### Task prompt
Reproduce the records word for word, from their first line through the line containing "340 146 L 340", with both ends included. Leave the pictures out of your answer.
======== Extracted material ========
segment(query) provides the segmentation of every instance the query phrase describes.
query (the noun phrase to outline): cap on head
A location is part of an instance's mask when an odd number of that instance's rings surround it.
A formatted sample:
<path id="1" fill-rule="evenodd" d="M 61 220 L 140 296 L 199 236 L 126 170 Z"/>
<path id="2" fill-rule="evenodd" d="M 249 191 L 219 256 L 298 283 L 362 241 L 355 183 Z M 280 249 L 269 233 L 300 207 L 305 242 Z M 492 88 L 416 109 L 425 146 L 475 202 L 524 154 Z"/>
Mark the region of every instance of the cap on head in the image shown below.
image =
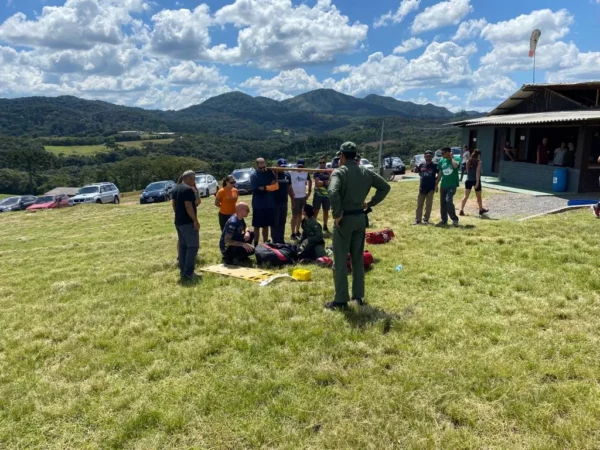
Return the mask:
<path id="1" fill-rule="evenodd" d="M 340 146 L 340 152 L 341 153 L 350 153 L 350 154 L 355 154 L 356 153 L 356 144 L 354 142 L 344 142 L 341 146 Z"/>

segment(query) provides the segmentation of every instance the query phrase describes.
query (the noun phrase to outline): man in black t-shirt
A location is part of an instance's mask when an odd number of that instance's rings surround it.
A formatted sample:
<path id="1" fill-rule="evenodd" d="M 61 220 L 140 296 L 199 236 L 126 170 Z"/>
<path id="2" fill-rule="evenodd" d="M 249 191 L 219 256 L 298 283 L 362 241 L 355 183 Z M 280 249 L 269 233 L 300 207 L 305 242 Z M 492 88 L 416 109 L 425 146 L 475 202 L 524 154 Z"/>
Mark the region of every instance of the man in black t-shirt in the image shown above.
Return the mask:
<path id="1" fill-rule="evenodd" d="M 420 225 L 421 220 L 424 224 L 429 224 L 431 217 L 431 208 L 433 206 L 433 196 L 435 195 L 435 180 L 438 173 L 437 164 L 432 162 L 433 152 L 425 152 L 425 162 L 417 167 L 417 173 L 421 177 L 419 184 L 419 196 L 417 197 L 417 218 L 413 225 Z M 423 216 L 423 205 L 425 204 L 425 216 Z"/>
<path id="2" fill-rule="evenodd" d="M 200 248 L 200 224 L 196 209 L 196 174 L 184 172 L 181 183 L 171 192 L 171 204 L 175 213 L 175 229 L 179 240 L 179 271 L 182 281 L 195 281 L 196 256 Z"/>

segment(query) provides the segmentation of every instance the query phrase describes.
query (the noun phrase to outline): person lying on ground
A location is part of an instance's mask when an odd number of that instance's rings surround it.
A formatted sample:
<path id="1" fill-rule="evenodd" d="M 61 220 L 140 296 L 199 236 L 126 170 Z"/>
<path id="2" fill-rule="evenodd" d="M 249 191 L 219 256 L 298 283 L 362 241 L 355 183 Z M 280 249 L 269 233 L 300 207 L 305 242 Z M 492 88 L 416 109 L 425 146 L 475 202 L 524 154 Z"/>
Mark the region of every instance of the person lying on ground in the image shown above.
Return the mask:
<path id="1" fill-rule="evenodd" d="M 316 260 L 327 255 L 325 252 L 325 239 L 323 228 L 315 218 L 315 209 L 312 205 L 305 205 L 303 209 L 302 235 L 298 246 L 298 260 Z"/>
<path id="2" fill-rule="evenodd" d="M 254 247 L 250 242 L 254 240 L 254 233 L 248 230 L 246 221 L 250 207 L 246 203 L 238 203 L 235 214 L 232 215 L 223 229 L 219 247 L 225 264 L 234 264 L 246 261 L 254 254 Z"/>

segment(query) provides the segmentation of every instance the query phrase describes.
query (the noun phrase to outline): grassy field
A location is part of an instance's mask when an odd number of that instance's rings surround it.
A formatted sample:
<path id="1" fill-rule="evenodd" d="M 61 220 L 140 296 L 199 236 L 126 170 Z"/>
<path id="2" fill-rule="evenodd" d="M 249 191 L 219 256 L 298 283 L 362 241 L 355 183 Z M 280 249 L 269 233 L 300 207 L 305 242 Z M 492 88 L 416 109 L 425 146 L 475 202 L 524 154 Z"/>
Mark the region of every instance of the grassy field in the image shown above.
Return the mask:
<path id="1" fill-rule="evenodd" d="M 170 144 L 173 141 L 174 141 L 174 139 L 153 139 L 153 140 L 145 140 L 145 141 L 119 142 L 119 145 L 121 145 L 123 147 L 142 148 L 145 143 L 149 143 L 149 142 L 152 142 L 155 145 L 165 145 L 165 144 Z M 46 145 L 45 149 L 56 155 L 59 155 L 61 153 L 64 153 L 65 155 L 95 155 L 96 153 L 111 151 L 109 148 L 106 148 L 106 146 L 104 144 L 102 144 L 102 145 L 73 145 L 73 146 Z"/>
<path id="2" fill-rule="evenodd" d="M 1 214 L 0 447 L 597 448 L 598 222 L 411 227 L 415 188 L 345 313 L 320 268 L 180 286 L 165 203 Z"/>

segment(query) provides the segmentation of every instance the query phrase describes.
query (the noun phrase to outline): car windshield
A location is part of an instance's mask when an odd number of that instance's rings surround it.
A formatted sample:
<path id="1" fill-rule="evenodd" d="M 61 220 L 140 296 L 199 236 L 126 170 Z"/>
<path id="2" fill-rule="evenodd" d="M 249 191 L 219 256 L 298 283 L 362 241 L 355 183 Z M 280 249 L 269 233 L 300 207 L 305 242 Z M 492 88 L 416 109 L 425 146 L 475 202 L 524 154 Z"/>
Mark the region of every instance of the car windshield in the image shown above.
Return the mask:
<path id="1" fill-rule="evenodd" d="M 0 202 L 0 205 L 1 206 L 16 205 L 17 203 L 19 203 L 19 198 L 21 198 L 21 197 L 6 198 Z"/>
<path id="2" fill-rule="evenodd" d="M 40 203 L 50 203 L 53 201 L 54 201 L 53 195 L 46 195 L 44 197 L 38 197 L 38 199 L 35 201 L 35 203 L 37 203 L 39 205 Z"/>
<path id="3" fill-rule="evenodd" d="M 236 180 L 243 180 L 245 178 L 250 178 L 251 170 L 234 170 L 231 175 Z"/>
<path id="4" fill-rule="evenodd" d="M 88 186 L 88 187 L 79 189 L 79 192 L 77 193 L 77 195 L 95 194 L 98 191 L 100 191 L 100 188 L 98 186 Z"/>
<path id="5" fill-rule="evenodd" d="M 165 183 L 150 183 L 146 188 L 147 191 L 160 191 L 165 188 Z"/>

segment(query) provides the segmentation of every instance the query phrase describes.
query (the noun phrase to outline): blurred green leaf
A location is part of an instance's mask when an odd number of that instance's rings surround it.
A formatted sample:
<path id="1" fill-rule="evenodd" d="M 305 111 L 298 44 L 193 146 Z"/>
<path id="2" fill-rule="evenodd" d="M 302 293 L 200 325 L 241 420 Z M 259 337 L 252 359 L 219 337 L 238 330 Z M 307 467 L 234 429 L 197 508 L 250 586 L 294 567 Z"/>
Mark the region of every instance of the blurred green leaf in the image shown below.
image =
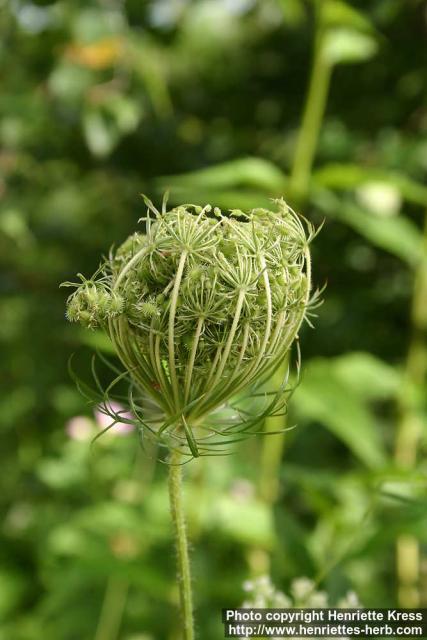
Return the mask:
<path id="1" fill-rule="evenodd" d="M 321 46 L 322 55 L 331 65 L 364 62 L 378 50 L 372 36 L 344 27 L 328 30 Z"/>
<path id="2" fill-rule="evenodd" d="M 322 2 L 322 24 L 325 27 L 349 27 L 358 31 L 372 31 L 369 19 L 341 0 Z"/>
<path id="3" fill-rule="evenodd" d="M 381 218 L 331 192 L 317 191 L 314 200 L 326 215 L 352 227 L 373 245 L 393 253 L 411 266 L 423 255 L 423 238 L 417 226 L 403 215 Z"/>
<path id="4" fill-rule="evenodd" d="M 360 398 L 392 398 L 402 382 L 399 372 L 371 353 L 346 353 L 331 362 L 338 379 Z"/>
<path id="5" fill-rule="evenodd" d="M 402 198 L 427 206 L 427 187 L 397 171 L 357 164 L 327 164 L 313 173 L 316 186 L 328 189 L 354 189 L 373 181 L 390 184 L 399 190 Z"/>
<path id="6" fill-rule="evenodd" d="M 214 189 L 222 191 L 231 187 L 249 187 L 269 193 L 284 190 L 287 178 L 272 162 L 262 158 L 239 158 L 221 164 L 174 176 L 157 179 L 171 188 Z"/>
<path id="7" fill-rule="evenodd" d="M 293 402 L 301 417 L 321 422 L 368 467 L 384 464 L 386 454 L 374 416 L 340 379 L 333 361 L 319 359 L 306 366 Z"/>

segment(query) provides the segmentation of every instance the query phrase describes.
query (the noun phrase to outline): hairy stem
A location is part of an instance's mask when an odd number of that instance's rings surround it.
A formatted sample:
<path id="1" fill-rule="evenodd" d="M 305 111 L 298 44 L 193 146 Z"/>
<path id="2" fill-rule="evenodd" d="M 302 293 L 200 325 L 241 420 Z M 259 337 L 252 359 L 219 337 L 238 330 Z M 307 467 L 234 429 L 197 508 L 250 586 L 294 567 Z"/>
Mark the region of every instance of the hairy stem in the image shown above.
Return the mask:
<path id="1" fill-rule="evenodd" d="M 169 351 L 169 375 L 172 384 L 173 396 L 176 407 L 179 406 L 179 389 L 175 366 L 175 314 L 178 303 L 179 287 L 181 286 L 182 274 L 184 273 L 185 261 L 187 260 L 187 252 L 181 254 L 178 269 L 176 271 L 175 283 L 172 289 L 171 305 L 169 309 L 169 325 L 168 325 L 168 351 Z"/>
<path id="2" fill-rule="evenodd" d="M 177 552 L 178 583 L 184 640 L 194 640 L 193 595 L 191 588 L 190 560 L 188 556 L 187 530 L 182 496 L 181 454 L 173 451 L 169 464 L 169 501 L 174 526 Z"/>
<path id="3" fill-rule="evenodd" d="M 398 398 L 399 422 L 396 434 L 395 460 L 404 469 L 417 463 L 417 449 L 423 429 L 423 389 L 427 382 L 427 214 L 424 222 L 424 252 L 415 273 L 412 299 L 412 336 L 404 370 L 404 384 Z M 399 536 L 396 544 L 398 601 L 401 607 L 420 606 L 419 579 L 421 554 L 418 540 Z"/>

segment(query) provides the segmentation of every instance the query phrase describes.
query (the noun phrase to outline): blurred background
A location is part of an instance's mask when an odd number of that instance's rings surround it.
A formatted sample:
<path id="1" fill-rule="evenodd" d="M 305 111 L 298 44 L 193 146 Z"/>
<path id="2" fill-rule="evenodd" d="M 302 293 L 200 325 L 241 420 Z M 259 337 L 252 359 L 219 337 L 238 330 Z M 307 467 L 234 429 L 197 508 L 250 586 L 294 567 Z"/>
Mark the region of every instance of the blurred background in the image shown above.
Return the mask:
<path id="1" fill-rule="evenodd" d="M 66 322 L 58 288 L 166 188 L 225 209 L 283 195 L 325 221 L 297 427 L 186 467 L 200 637 L 260 574 L 427 606 L 426 16 L 0 0 L 0 640 L 179 638 L 165 466 L 125 428 L 91 446 L 103 416 L 67 362 L 90 381 L 109 345 Z"/>

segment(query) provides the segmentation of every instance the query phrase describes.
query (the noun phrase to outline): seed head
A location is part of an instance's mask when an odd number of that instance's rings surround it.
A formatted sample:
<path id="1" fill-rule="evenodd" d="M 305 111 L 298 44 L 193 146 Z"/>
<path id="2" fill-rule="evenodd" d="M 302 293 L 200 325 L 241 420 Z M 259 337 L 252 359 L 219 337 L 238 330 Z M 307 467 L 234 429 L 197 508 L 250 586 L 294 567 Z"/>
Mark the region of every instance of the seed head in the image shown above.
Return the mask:
<path id="1" fill-rule="evenodd" d="M 81 277 L 67 318 L 106 330 L 170 426 L 160 431 L 176 441 L 185 431 L 194 454 L 206 416 L 271 375 L 297 337 L 315 234 L 282 199 L 275 211 L 229 214 L 210 205 L 160 213 L 146 202 L 144 231 Z"/>

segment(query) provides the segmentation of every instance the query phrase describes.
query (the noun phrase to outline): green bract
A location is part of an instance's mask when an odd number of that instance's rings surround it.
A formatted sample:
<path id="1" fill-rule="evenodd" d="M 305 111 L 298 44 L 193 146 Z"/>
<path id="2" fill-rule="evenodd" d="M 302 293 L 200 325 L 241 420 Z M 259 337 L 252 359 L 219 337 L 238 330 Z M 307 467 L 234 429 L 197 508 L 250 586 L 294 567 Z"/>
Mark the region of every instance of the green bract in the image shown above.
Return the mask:
<path id="1" fill-rule="evenodd" d="M 297 337 L 314 233 L 284 200 L 276 211 L 229 214 L 210 205 L 160 213 L 146 202 L 145 230 L 90 280 L 80 276 L 67 317 L 107 331 L 134 390 L 154 401 L 156 420 L 145 413 L 144 423 L 198 455 L 213 435 L 236 434 L 209 427 L 212 412 L 272 374 Z M 133 403 L 141 419 L 142 405 Z"/>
========
### Solution
segment(query) provides the segmentation of every instance the query phrase describes.
query (the noun phrase to outline): cap on head
A location is part of an instance's mask when an odd number of that instance's rings surround it.
A formatted sample:
<path id="1" fill-rule="evenodd" d="M 61 220 L 140 296 L 199 236 L 126 170 Z"/>
<path id="2" fill-rule="evenodd" d="M 249 191 L 219 256 L 298 283 L 362 241 L 355 183 Z M 280 249 L 269 233 L 300 207 L 305 242 Z M 492 88 L 416 109 L 425 146 L 475 202 L 524 154 Z"/>
Mark the region of every instance of the cap on head in the image shown below.
image =
Return the mask:
<path id="1" fill-rule="evenodd" d="M 340 146 L 340 152 L 341 153 L 350 153 L 350 154 L 355 154 L 356 153 L 356 144 L 354 142 L 344 142 L 341 146 Z"/>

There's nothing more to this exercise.